═════ Testo fornito ═════
Inevitabilmente successe che ad un certo momento la "palla" si fermasse dopo un mio tiro di tacco, in posizione ambigua. .

Goal per me, riga per lui. Ne nacque una accesa discussione che presto si trasformò in vera e propria litigata.

Un tassista, fermò l’auto e scese per cercare di placare gli animi. Dopo qualche minuto arresosi alla nostra cocciutaggine lasciò che risolvessimo la questione da soli.

Risultato: botte da orbi ed amici per la pelle!

Questo fu il mio primo incontro con l’ Ezechiele (del quale ovviamente divenni amico per la pelle) ed il mio primo vero giorno in "Piazza".

LA COMBRICCOLA

Rotto il ghiaccio, entrai a far parte a tutti gli effetti della compagnia di piazza.

All’epoca ne facevano parte stabilmente il già citato Claudio Marchetti (Ezechiele), Massimo Parodi "Mascimin" (ELMSTROOM quando faceva il portiere),

Giuseppe Urso (Beppe), Roberto Bruzzese (il Gobbo), Antonello Porcu (Frè), Marco Resmini (Rampeghin), Marco Bussola (Gin) ed io Vincenzo Rosina (all’epoca ancora Vince).

Saltuariamente si aggiungevano Ivano Corona (Pezzella), Maurizio Resmini (Mauri), Franco Piras (in seguito Marte),

Mauro Cordara (Poppara), Maurizio Fiorini (Cocorito).

In seguito si aggregarono Carlo Pecorella (l’Ispettore), Massimo Mussini (Mozzo), Tonino Rossini (Ruscin), Lorenzo Granato (Lore),

Gianni Granato (Giann’u Rau), Tardanìco Calogero (Calino o Colombo).

Si andava a scuola alla Guglielmo Marconi, in Piazza Martinez. Al termine delle lezioni formavamo un gruppetto e rientravamo a

casa non prima di averne combinata qualcuna, di cui in seguito darò conto, nel tragitto che dovevamo percorrere per raggiungere Piazza Manzoni.

A otto nove anni eravamo già alquanto "bastardi".

Quindi si pranzava velocemente e giù di nuovo, questa volta con l’inseparabile pallone. Di libri neanche a parlarne!!!!!

Chi arrivava per primo, cominciava ad esercitarsi con palleggi, colpi di testa e soprattutto dribbling immaginari.

Alla spicciolata giungevano gli altri. Non appena si raggiungeva un numero adeguato (cinque o sei) cominciavano le mitiche partite a "MURO".

Si svolgevano all’interno dell’androne della scuola Baliano e consistevano nel fatto che un giocatore munito di pallone doveva colpire

gli avversari posti a ridosso del muro eliminandoli in sequenza. Se dopo tre tiri non aveva "ucciso" nessuno, cedeva il posto ad un altro e

 si schierava a muro, altrimenti se riusciva ad eliminare tutti aveva diritto ad un altro "giro".
═════ Estratti dei dati ═════
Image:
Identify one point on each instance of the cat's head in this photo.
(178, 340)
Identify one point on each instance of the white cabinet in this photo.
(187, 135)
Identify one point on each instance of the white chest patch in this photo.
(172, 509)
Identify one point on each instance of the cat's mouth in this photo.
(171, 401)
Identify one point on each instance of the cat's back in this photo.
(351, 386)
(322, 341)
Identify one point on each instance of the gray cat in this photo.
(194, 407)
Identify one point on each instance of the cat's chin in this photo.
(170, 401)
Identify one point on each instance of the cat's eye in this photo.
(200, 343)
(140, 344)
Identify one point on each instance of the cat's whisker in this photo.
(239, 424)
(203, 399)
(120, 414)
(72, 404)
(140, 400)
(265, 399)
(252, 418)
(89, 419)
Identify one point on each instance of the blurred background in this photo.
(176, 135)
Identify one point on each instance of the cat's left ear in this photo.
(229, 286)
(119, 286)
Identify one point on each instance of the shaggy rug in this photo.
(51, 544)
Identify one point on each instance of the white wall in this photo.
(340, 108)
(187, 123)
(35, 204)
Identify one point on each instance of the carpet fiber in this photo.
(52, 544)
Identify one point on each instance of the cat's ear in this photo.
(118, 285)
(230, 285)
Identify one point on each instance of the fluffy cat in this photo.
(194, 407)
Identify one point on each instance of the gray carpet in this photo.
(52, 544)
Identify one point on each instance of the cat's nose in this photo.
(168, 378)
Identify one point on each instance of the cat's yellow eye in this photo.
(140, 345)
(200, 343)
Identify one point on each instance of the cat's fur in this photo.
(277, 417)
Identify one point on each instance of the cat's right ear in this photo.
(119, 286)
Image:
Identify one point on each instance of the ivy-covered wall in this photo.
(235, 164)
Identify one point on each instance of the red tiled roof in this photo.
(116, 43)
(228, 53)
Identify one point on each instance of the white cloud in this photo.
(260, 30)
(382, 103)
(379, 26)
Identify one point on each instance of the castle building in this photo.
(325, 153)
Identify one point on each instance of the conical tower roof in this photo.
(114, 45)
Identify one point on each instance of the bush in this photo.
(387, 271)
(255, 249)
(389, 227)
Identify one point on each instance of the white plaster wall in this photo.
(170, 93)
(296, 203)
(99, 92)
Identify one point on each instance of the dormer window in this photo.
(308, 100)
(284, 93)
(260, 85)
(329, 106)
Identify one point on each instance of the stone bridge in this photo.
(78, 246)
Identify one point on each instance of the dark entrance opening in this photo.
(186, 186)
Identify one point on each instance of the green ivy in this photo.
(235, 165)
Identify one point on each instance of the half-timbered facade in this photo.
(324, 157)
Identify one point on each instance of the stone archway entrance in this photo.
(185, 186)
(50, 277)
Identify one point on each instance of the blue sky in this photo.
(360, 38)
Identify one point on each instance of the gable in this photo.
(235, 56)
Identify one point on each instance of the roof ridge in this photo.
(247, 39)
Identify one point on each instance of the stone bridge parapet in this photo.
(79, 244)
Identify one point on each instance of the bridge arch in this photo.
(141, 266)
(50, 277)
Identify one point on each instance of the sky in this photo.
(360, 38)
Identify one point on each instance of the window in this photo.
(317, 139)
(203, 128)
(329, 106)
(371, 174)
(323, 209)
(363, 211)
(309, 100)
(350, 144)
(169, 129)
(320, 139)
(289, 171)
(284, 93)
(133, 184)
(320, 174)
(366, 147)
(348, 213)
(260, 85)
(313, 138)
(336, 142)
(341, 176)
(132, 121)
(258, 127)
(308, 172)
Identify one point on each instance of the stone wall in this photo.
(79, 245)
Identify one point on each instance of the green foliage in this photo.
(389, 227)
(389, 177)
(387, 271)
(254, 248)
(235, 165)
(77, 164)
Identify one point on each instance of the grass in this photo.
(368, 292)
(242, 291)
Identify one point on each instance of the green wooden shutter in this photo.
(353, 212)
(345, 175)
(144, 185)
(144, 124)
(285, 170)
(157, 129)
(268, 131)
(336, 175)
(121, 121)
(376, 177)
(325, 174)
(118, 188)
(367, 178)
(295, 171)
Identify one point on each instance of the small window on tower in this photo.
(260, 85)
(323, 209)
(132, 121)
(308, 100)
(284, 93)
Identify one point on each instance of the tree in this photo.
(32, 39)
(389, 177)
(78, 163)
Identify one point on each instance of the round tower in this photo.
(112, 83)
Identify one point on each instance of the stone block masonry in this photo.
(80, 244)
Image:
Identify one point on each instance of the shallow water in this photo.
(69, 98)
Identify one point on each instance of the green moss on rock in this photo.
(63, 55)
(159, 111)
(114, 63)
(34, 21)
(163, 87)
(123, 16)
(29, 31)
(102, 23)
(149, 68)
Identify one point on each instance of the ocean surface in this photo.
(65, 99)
═════
- Consegne -
(a) Copia dal racconto il passo compreso tra "Un tassista, fermò" e "(all’epoca ancora Vince).", estremi inclusi.
(b) Secondo il racconto, in quale piazza si trovava la scuola Guglielmo Marconi?

- Soluzioni -
(a)
Un tassista, fermò l’auto e scese per cercare di placare gli animi. Dopo qualche minuto arresosi alla nostra cocciutaggine lasciò che risolvessimo la questione da soli.

Risultato: botte da orbi ed amici per la pelle!

Questo fu il mio primo incontro con l’ Ezechiele (del quale ovviamente divenni amico per la pelle) ed il mio primo vero giorno in "Piazza".

LA COMBRICCOLA

Rotto il ghiaccio, entrai a far parte a tutti gli effetti della compagnia di piazza.

All’epoca ne facevano parte stabilmente il già citato Claudio Marchetti (Ezechiele), Massimo Parodi "Mascimin" (ELMSTROOM quando faceva il portiere),

Giuseppe Urso (Beppe), Roberto Bruzzese (il Gobbo), Antonello Porcu (Frè), Marco Resmini (Rampeghin), Marco Bussola (Gin) ed io Vincenzo Rosina (all’epoca ancora Vince).

(b) In Piazza Martinez.